Task details: The answer is every line in the data below that contains the word "range".
** Opening Material provided block **
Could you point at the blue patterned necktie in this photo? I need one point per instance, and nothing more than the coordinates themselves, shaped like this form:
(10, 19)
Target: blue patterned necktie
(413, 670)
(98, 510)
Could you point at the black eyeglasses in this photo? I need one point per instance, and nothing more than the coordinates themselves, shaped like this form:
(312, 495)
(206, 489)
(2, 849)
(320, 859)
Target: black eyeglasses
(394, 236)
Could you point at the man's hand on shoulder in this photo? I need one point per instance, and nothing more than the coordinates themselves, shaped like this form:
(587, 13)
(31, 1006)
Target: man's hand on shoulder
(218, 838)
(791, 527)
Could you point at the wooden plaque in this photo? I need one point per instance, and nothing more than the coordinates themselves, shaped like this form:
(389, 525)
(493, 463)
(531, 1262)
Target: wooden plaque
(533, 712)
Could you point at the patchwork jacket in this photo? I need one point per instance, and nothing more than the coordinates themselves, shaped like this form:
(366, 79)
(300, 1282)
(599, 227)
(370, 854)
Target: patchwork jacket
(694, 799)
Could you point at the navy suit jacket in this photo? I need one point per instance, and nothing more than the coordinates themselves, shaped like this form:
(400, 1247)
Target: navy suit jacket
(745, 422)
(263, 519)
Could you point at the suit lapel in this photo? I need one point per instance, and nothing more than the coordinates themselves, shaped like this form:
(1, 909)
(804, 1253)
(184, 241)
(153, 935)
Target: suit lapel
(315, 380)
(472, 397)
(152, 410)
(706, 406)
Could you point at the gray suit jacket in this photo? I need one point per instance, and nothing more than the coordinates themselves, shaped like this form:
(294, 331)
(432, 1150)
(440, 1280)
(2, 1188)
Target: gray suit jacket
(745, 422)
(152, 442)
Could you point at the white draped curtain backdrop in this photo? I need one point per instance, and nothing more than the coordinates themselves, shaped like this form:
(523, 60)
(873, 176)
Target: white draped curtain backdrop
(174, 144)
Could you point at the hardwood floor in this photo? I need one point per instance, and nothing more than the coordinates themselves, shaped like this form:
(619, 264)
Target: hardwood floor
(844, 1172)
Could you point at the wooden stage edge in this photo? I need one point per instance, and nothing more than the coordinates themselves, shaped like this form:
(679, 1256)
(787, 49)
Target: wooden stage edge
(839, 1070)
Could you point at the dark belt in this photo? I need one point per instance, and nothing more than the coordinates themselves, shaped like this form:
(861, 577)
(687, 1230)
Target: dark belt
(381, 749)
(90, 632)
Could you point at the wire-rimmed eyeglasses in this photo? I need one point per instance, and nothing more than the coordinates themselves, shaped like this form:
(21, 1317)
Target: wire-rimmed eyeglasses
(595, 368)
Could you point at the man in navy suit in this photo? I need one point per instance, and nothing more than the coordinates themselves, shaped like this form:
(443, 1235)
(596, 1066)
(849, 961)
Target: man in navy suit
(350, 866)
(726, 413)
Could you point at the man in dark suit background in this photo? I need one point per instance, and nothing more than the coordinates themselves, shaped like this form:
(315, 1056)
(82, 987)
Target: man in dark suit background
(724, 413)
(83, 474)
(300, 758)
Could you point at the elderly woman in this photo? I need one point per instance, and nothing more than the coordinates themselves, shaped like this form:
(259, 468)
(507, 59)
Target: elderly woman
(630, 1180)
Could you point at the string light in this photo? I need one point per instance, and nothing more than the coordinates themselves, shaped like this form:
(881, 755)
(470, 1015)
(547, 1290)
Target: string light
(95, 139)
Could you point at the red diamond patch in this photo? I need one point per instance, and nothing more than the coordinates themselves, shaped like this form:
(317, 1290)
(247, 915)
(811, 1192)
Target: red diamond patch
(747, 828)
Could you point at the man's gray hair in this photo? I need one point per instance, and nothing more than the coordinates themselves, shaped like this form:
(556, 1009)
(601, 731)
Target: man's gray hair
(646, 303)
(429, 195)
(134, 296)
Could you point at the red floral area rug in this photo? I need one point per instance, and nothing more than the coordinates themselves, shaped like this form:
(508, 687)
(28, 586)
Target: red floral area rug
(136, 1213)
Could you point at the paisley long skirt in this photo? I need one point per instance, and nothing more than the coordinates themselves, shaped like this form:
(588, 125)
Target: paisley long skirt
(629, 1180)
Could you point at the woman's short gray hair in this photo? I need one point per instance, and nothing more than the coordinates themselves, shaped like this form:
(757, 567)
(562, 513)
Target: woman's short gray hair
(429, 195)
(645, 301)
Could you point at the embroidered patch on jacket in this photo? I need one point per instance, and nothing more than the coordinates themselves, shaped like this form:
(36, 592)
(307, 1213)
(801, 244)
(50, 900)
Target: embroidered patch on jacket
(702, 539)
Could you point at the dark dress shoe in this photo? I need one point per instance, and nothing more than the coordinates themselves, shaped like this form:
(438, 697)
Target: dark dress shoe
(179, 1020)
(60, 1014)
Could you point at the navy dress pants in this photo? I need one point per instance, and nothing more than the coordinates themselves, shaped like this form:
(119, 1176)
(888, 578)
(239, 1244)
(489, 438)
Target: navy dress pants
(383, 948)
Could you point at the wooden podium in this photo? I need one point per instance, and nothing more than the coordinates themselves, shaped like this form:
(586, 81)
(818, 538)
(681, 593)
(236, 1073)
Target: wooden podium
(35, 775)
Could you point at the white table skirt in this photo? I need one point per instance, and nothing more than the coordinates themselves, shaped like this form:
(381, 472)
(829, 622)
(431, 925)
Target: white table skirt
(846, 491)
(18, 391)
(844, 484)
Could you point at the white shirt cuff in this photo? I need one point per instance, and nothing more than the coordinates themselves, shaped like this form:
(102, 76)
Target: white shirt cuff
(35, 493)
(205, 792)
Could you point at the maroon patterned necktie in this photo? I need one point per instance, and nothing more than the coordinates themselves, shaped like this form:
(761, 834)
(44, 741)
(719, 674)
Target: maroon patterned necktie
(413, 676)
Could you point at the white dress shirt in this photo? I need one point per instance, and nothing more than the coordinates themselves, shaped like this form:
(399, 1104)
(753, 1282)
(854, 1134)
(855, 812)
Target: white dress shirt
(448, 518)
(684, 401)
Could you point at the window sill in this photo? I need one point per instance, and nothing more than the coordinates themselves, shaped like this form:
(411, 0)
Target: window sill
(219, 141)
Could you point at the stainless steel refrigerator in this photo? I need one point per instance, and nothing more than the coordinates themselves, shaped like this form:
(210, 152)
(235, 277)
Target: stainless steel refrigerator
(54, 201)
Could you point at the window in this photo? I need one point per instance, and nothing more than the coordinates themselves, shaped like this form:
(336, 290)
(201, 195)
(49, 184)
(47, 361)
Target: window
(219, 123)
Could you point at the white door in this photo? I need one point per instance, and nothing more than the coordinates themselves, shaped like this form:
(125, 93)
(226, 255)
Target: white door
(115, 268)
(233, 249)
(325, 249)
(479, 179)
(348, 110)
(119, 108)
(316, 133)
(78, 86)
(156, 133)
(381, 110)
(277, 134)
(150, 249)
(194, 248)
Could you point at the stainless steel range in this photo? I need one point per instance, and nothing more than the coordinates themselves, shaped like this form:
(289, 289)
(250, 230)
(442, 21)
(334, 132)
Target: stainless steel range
** Closing Material provided block **
Response:
Could you point at the stainless steel range in this photo? I need one point per instance, and nothing more than the coordinates themselves, shaped like this form:
Target: stainless steel range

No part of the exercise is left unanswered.